*EXERCISE AIM*. Only those lines in the data below from the line containing "# mark a point on each instance of the sliced" through the line containing "# mark a point on each instance of the amber", both included, should be restated word for word.

Natural language region descriptions:

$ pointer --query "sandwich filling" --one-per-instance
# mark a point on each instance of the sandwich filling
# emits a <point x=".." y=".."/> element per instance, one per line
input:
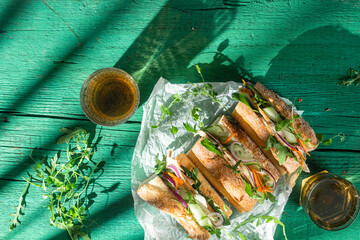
<point x="283" y="137"/>
<point x="260" y="184"/>
<point x="196" y="204"/>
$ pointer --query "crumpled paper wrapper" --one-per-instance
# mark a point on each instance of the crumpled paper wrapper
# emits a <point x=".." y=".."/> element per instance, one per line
<point x="157" y="224"/>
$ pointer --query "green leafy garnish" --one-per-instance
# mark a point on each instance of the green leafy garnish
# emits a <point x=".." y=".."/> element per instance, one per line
<point x="194" y="176"/>
<point x="20" y="206"/>
<point x="206" y="143"/>
<point x="261" y="197"/>
<point x="234" y="168"/>
<point x="248" y="188"/>
<point x="253" y="163"/>
<point x="189" y="128"/>
<point x="353" y="77"/>
<point x="65" y="184"/>
<point x="195" y="115"/>
<point x="281" y="151"/>
<point x="160" y="164"/>
<point x="241" y="98"/>
<point x="267" y="219"/>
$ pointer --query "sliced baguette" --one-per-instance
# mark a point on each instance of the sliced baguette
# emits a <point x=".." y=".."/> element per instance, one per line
<point x="205" y="188"/>
<point x="156" y="193"/>
<point x="300" y="125"/>
<point x="258" y="132"/>
<point x="241" y="137"/>
<point x="215" y="169"/>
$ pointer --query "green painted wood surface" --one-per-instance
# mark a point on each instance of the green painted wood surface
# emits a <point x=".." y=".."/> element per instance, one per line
<point x="48" y="48"/>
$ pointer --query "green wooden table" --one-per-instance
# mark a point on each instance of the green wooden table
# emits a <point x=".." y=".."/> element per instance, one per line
<point x="298" y="48"/>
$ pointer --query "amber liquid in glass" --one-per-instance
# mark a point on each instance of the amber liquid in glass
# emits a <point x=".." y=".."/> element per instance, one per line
<point x="114" y="97"/>
<point x="331" y="202"/>
<point x="109" y="96"/>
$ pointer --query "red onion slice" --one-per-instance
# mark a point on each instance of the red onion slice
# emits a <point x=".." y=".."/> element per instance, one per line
<point x="234" y="154"/>
<point x="219" y="219"/>
<point x="285" y="142"/>
<point x="169" y="179"/>
<point x="253" y="177"/>
<point x="180" y="198"/>
<point x="263" y="169"/>
<point x="175" y="169"/>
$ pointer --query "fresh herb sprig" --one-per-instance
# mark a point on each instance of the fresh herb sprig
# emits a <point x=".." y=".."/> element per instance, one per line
<point x="353" y="77"/>
<point x="205" y="90"/>
<point x="160" y="164"/>
<point x="267" y="219"/>
<point x="65" y="184"/>
<point x="234" y="168"/>
<point x="281" y="151"/>
<point x="21" y="205"/>
<point x="211" y="147"/>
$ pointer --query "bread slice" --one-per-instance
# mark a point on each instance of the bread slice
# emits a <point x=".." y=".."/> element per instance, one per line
<point x="156" y="193"/>
<point x="229" y="184"/>
<point x="300" y="125"/>
<point x="241" y="137"/>
<point x="256" y="129"/>
<point x="205" y="188"/>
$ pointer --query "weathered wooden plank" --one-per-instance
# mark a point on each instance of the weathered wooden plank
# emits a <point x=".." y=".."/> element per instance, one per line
<point x="112" y="213"/>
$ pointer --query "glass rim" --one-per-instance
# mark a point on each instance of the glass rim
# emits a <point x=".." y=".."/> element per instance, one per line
<point x="109" y="123"/>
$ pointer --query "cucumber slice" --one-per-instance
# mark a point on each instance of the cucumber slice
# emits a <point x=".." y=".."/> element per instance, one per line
<point x="218" y="132"/>
<point x="241" y="153"/>
<point x="200" y="216"/>
<point x="272" y="114"/>
<point x="289" y="136"/>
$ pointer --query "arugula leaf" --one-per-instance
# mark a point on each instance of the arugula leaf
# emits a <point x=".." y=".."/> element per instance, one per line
<point x="234" y="167"/>
<point x="189" y="128"/>
<point x="248" y="188"/>
<point x="210" y="146"/>
<point x="294" y="118"/>
<point x="160" y="164"/>
<point x="20" y="206"/>
<point x="64" y="184"/>
<point x="252" y="163"/>
<point x="241" y="98"/>
<point x="281" y="151"/>
<point x="173" y="130"/>
<point x="193" y="175"/>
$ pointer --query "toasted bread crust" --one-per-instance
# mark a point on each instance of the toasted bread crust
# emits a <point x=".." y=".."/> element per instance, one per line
<point x="158" y="195"/>
<point x="233" y="184"/>
<point x="256" y="129"/>
<point x="300" y="125"/>
<point x="245" y="140"/>
<point x="205" y="187"/>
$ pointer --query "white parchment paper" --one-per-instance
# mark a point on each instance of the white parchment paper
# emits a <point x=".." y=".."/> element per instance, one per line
<point x="157" y="224"/>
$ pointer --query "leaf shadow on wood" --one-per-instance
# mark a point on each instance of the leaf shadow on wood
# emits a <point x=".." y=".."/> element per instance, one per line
<point x="50" y="147"/>
<point x="13" y="9"/>
<point x="50" y="70"/>
<point x="312" y="64"/>
<point x="88" y="198"/>
<point x="179" y="32"/>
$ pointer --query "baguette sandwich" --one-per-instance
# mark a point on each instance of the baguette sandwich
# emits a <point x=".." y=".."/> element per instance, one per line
<point x="234" y="165"/>
<point x="283" y="135"/>
<point x="199" y="209"/>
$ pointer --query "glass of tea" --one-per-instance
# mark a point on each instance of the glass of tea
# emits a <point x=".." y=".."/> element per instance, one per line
<point x="332" y="202"/>
<point x="109" y="97"/>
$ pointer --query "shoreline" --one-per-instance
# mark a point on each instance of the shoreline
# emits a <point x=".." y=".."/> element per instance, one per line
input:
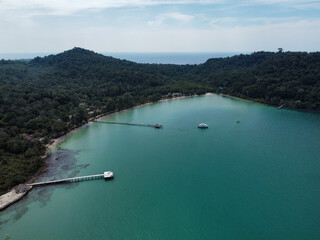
<point x="12" y="197"/>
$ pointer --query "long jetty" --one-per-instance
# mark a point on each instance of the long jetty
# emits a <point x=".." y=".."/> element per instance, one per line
<point x="105" y="175"/>
<point x="132" y="124"/>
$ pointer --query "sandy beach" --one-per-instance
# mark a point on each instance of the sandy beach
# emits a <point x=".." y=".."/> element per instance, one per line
<point x="12" y="197"/>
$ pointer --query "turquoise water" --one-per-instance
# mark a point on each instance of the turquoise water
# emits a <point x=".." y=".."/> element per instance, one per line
<point x="257" y="179"/>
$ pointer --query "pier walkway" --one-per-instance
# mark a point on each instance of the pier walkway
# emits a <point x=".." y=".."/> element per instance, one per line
<point x="132" y="124"/>
<point x="105" y="175"/>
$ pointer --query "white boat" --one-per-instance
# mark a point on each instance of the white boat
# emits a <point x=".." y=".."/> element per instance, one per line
<point x="203" y="125"/>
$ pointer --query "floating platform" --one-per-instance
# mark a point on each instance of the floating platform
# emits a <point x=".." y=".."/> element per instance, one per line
<point x="157" y="125"/>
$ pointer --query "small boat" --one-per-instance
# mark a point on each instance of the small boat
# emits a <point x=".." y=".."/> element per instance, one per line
<point x="203" y="125"/>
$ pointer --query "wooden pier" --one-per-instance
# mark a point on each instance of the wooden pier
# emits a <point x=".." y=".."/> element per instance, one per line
<point x="132" y="124"/>
<point x="105" y="175"/>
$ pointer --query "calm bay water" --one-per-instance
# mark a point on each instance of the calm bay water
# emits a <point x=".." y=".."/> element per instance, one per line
<point x="257" y="179"/>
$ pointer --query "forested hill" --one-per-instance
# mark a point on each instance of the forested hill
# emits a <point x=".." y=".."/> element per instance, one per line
<point x="46" y="97"/>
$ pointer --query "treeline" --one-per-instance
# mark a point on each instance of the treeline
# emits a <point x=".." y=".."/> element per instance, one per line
<point x="47" y="97"/>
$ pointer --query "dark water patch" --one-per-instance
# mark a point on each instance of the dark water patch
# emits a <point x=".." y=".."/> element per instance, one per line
<point x="62" y="163"/>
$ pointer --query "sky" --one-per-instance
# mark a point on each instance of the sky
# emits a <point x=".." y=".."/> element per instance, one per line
<point x="51" y="26"/>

*SOLUTION*.
# mark a point on each instance of the sliced baguette
# emits a <point x=".." y=".."/> element per instance, one per line
<point x="205" y="188"/>
<point x="156" y="193"/>
<point x="300" y="125"/>
<point x="258" y="132"/>
<point x="241" y="137"/>
<point x="215" y="169"/>
$ pointer --query "green painted wood surface" --one-per-instance
# mark a point on each instance of the green painted wood surface
# emits a <point x=".." y=".."/> element per instance, one per line
<point x="48" y="48"/>
$ pointer --query "green wooden table" --one-per-instance
# mark a point on each instance of the green wooden table
# emits a <point x=".." y=".."/> element per instance, one per line
<point x="298" y="48"/>
$ pointer --query "amber liquid in glass" --one-per-instance
# mark a point on each instance of the amber liquid in glass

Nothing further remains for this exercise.